→ **How to complete this task**: Provide an exact repetition of every entry, with no word altered.

→ **Dataset content**:
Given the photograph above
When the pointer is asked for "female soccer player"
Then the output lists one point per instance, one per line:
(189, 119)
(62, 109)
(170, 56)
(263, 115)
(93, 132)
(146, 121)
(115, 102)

→ **Answer section**:
Given the photograph above
When the pointer is asked for "female soccer player"
Then the output lists one point per instance, one per line:
(189, 119)
(62, 109)
(170, 56)
(263, 115)
(93, 132)
(146, 121)
(115, 102)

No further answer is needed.